▸ **INPUT RECORDS**:
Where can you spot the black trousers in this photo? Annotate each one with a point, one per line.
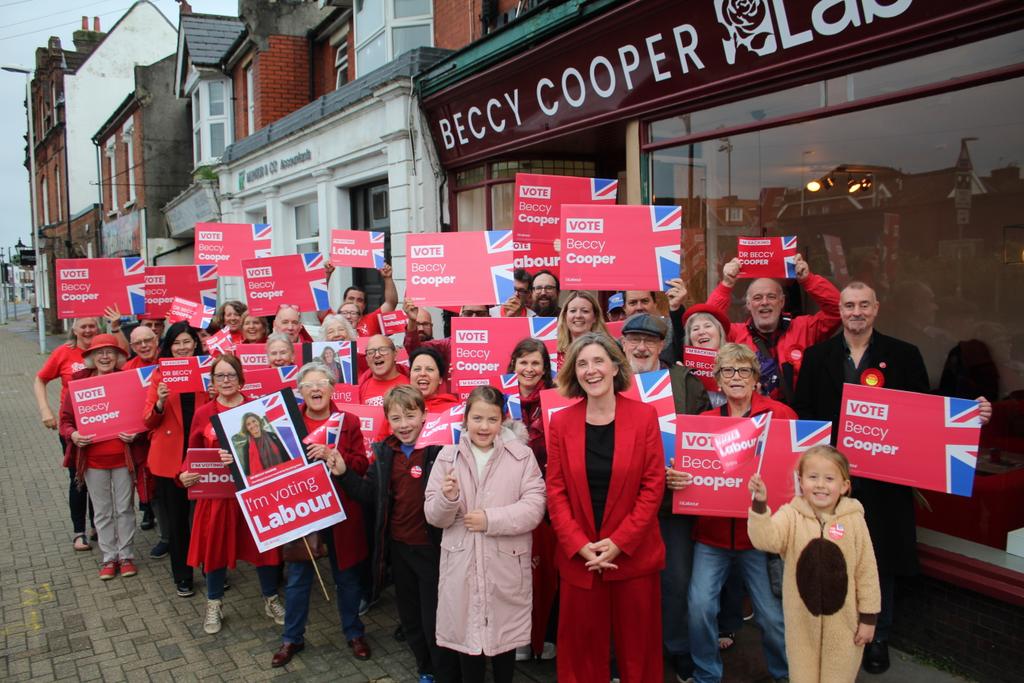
(416, 573)
(473, 667)
(175, 501)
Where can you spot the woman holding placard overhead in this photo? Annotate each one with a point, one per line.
(605, 482)
(108, 466)
(219, 536)
(169, 416)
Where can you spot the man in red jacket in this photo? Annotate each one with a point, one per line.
(778, 342)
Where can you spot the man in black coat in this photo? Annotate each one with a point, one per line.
(861, 355)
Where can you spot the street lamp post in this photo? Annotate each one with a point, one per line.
(40, 286)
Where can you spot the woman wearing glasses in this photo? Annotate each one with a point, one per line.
(722, 542)
(346, 541)
(169, 416)
(219, 535)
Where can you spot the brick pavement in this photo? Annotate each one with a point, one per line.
(59, 622)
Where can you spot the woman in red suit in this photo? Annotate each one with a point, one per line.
(605, 481)
(219, 536)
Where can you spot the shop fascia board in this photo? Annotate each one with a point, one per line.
(508, 41)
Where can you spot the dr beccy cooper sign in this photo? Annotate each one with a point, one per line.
(651, 53)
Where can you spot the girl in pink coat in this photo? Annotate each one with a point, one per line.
(487, 495)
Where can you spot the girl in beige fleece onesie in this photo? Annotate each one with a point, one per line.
(830, 596)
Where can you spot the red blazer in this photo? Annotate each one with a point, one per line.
(167, 439)
(634, 493)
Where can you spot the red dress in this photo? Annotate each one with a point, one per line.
(220, 536)
(349, 537)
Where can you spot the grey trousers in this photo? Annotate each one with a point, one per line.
(113, 496)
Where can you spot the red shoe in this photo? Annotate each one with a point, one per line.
(108, 570)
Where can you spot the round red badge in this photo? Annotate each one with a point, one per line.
(872, 377)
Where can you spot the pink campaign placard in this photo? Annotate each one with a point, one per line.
(166, 283)
(701, 365)
(909, 438)
(297, 280)
(104, 406)
(227, 245)
(481, 346)
(186, 375)
(460, 268)
(193, 312)
(357, 249)
(539, 200)
(620, 247)
(89, 286)
(767, 257)
(720, 494)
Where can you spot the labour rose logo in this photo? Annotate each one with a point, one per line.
(750, 26)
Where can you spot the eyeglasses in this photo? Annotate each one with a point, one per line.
(744, 373)
(642, 339)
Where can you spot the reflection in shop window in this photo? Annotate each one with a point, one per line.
(913, 199)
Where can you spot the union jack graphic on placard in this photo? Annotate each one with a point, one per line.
(807, 433)
(207, 273)
(790, 255)
(961, 464)
(544, 329)
(602, 189)
(134, 265)
(510, 384)
(499, 241)
(665, 218)
(322, 297)
(669, 259)
(377, 247)
(502, 278)
(145, 375)
(275, 413)
(963, 413)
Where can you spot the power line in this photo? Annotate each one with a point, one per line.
(47, 16)
(59, 26)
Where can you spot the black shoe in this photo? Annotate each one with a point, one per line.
(876, 656)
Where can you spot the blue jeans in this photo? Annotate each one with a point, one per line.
(711, 568)
(676, 532)
(297, 590)
(267, 582)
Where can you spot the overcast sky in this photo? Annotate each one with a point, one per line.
(26, 25)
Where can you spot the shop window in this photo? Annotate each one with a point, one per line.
(484, 195)
(913, 198)
(306, 227)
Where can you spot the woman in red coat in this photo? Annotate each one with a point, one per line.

▸ **EXERCISE INSTRUCTIONS**:
Please reproduce all the material exactly. Pictures stay out of the copy.

▸ **REPLY TO THE TASK**:
Where can you spot the black trousers in this photo? Annotate each one with a point, one per line.
(416, 573)
(473, 667)
(175, 501)
Where can you spot the woman holding placard overhead in this photo? Annotate each one with a point, one per line.
(605, 482)
(108, 466)
(219, 536)
(169, 416)
Where can you spot the man in red jacket in this photo? Annotate each one with a point, one per line.
(778, 342)
Where can you spot the man in black coat in this photo? Annotate each one with a point, one per line.
(861, 355)
Where can you spot the street lamp post in this photo? Annotate each one with a point, one per line.
(40, 286)
Where can you spot the woman wearing glasses in this photo? Annotate each one with a point, one per line.
(722, 542)
(346, 541)
(169, 416)
(219, 535)
Where can you spot the brick pavement in this photo? Annotate each one with a point, one per line.
(59, 622)
Where can you spot the woman in red suit in this photo? Annotate each one with a point, one per line.
(605, 481)
(219, 536)
Where can you spot the shop fascia board in this photo? Annotate each one with a point, one per line.
(508, 41)
Where can you spot the dr beccy cooper sign in this photo? Annotate each one with a point, one per line.
(651, 53)
Where can you spot the girl in pink coat in this photo? Annotate each one with a point, one per line.
(487, 495)
Where can you spot the girl in beige fleece onesie in this photo? Annotate each one with a point, one per line.
(830, 596)
Where can you spot the red blazer in this photo? Annotate each one with a point, one per line.
(167, 439)
(634, 493)
Where can you spot the red dress in this photo? Annotate each one with a point, one per line.
(220, 536)
(349, 537)
Where can you spot the grey trousers in this photo? Annotate each one with a point, one per line.
(113, 496)
Where can you spot the red shoe in this photo? Annotate each one with a point, one per line.
(108, 570)
Where can you spot the round red badge in this photo? Annotate each one with a point, one per line.
(872, 377)
Where can you spot the pink campaign placard in this photo? Annotate each one with a point, one per line.
(166, 283)
(701, 365)
(909, 438)
(297, 280)
(104, 406)
(227, 245)
(481, 346)
(186, 375)
(460, 268)
(193, 312)
(357, 249)
(539, 200)
(620, 247)
(89, 286)
(767, 257)
(720, 494)
Where can you spot the labour rose logo in this photo? Annotate each one with a point, one per line.
(750, 26)
Where can you spot the eyeglasses in this photo? Annotate each one with a point, one per line.
(744, 373)
(642, 339)
Where can you spot the reflection in shop window in this photo? Annotate each one with a point, one per line.
(913, 199)
Where can you spot the union jack graphic on placard in this photo? Annotate each one with a point, one per line.
(807, 433)
(207, 273)
(790, 255)
(961, 464)
(544, 329)
(602, 189)
(134, 265)
(510, 384)
(499, 241)
(665, 218)
(322, 297)
(669, 259)
(377, 247)
(502, 278)
(145, 375)
(275, 413)
(963, 413)
Where can you spot the power line in this photo? Annotate each one with a point, one per line.
(47, 16)
(59, 26)
Where can you spot the black shoe in this photo? Annotate each one with a point, one per line.
(876, 656)
Where can you spot the blue jeans in this photo? Annotate each one with a point, one per line.
(711, 568)
(676, 532)
(297, 590)
(267, 582)
Where can you spot the overcast sky in this photo? Annotate each one with a point, one per line.
(26, 25)
Where can you spot the shop window in this photo? Annotate each one with a point, one per line.
(484, 195)
(913, 198)
(306, 227)
Where can you spot the woman in red coat in this photo? Annotate each one with a point, one per line.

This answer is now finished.